- What is being asked -
Retype the records that come next, word for word.

- Rows -
========
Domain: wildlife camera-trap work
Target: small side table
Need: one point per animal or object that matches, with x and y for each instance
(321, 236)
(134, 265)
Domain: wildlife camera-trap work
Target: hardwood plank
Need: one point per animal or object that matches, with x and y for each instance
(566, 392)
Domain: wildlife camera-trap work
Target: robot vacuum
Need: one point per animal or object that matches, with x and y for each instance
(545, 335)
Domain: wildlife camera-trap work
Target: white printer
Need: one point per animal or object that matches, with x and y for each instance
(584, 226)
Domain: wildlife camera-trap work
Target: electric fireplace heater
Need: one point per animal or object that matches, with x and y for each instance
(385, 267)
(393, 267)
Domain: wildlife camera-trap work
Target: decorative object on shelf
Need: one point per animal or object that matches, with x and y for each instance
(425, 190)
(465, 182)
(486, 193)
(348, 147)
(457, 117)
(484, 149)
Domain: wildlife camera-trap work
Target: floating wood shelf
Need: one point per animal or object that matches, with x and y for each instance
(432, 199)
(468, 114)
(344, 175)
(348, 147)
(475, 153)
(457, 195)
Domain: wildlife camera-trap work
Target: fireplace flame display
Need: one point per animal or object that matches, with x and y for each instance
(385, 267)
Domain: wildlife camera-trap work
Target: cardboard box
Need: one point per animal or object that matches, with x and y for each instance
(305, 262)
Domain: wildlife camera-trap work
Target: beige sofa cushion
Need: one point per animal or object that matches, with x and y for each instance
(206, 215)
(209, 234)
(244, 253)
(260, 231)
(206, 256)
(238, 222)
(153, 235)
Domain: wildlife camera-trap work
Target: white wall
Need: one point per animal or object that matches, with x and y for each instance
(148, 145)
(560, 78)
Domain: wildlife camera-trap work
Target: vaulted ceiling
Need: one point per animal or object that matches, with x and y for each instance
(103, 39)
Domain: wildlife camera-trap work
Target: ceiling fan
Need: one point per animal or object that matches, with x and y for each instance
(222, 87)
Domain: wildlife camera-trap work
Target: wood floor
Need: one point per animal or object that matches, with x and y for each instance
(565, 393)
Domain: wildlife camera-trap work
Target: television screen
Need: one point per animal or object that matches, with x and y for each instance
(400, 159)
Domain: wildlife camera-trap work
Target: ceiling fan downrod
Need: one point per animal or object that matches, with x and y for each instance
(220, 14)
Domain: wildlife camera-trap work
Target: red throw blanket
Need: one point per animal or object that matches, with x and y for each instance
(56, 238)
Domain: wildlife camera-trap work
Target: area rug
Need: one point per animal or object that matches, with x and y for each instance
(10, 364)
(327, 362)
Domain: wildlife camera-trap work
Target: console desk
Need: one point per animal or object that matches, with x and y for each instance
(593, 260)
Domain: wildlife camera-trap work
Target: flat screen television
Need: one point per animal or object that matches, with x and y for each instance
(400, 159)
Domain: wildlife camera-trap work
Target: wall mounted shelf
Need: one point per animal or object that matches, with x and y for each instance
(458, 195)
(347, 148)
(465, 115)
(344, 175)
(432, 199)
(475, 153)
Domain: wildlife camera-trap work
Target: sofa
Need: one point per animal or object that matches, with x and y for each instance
========
- Exercise result -
Domain: wildlife camera-trap work
Target: small side table
Need: one point per animal or object that matches, with x and y for each instance
(321, 236)
(134, 265)
Domain: wildlife camera-trap work
Target: hardwood plank
Need: one point per animal or object that matches, with x and y for each instance
(566, 392)
Domain: wildlife camera-trap work
Target: robot vacuum
Need: one point per animal or object that matches, with x and y for each instance
(545, 335)
Domain: wildlife camera-trap work
Target: white printer
Need: one point per animal or object that matches, with x and y for each instance
(584, 226)
Domain: wildlife camera-trap work
Target: electric fireplace heater
Need: one point per animal or object that matches, with x and y for each instance
(385, 267)
(393, 267)
Domain: wildlife camera-trap work
Target: decorative object on shelf
Need: one point per animal or object that matches, with x and y for each instance
(425, 190)
(465, 182)
(486, 193)
(348, 147)
(457, 117)
(484, 149)
Domain: wildlife camera-trap work
Target: floating wood shelf
Need: one point per animal or object that matches, with x and y for each instance
(432, 199)
(468, 114)
(344, 175)
(348, 147)
(475, 153)
(457, 195)
Domain: wildlife camera-trap work
Target: fireplace flame display
Need: one point per animal or object that matches, with x and y for each instance
(385, 267)
Domain: wildlife camera-trap work
Target: cardboard box
Need: one point per animal or object that matches, with x and y for each instance
(305, 262)
Domain: wildlife camera-trap work
Target: beige sofa cushion
Need: one point per animal or object that matches, with x and y for each instance
(206, 215)
(209, 234)
(244, 253)
(260, 231)
(206, 256)
(238, 222)
(153, 235)
Domain: wildlife camera-trap work
Target: white wall
Need: one point per animal or object that matches, with x and y for each instance
(148, 145)
(560, 78)
Domain: wildlife camera-trap work
Target: vaulted ceiling
Need: one point per animal or object that matches, with x and y for each instance
(103, 39)
Domain: wildlife camera-trap work
Target: ceiling fan
Need: one point per animal or object that matches, with x and y for each instance
(222, 87)
Domain: wildlife camera-trap work
Target: wood floor
Need: one point per animal or object that matches, with x and y for each instance
(565, 393)
Domain: wildlife camera-trap work
Target: television screen
Need: one point per animal or object that matches, with x and y for each instance
(400, 159)
Domain: wildlife camera-trap work
Target: ceiling fan downrod
Need: one point per animal or object that matches, with x and y for each instance
(220, 14)
Domain: wildlife camera-trap work
Target: red throw blanket
Need: one point per animal or object that matches, with x and y for each instance
(56, 238)
Domain: wildlife camera-trap work
Target: area rug
Need: one point per animal or object that matches, with x and y for each instance
(10, 364)
(327, 362)
Domain: wildlife camera-trap work
Target: console desk
Need: one point per animal or object that matches, with x and y for each instance
(593, 260)
Domain: wildlife camera-trap work
Target: flat screen television
Need: one point per animal or object that matches, with x and y for each instance
(400, 159)
Domain: wildlife camera-trap work
Target: wall mounted shelf
Need: one point per animal or object that matches, with x and y for each instance
(458, 195)
(347, 148)
(465, 115)
(344, 175)
(432, 199)
(475, 153)
Domain: wildlife camera-trap work
Target: sofa
Need: one point per animal or object that matches, with x and y for each instance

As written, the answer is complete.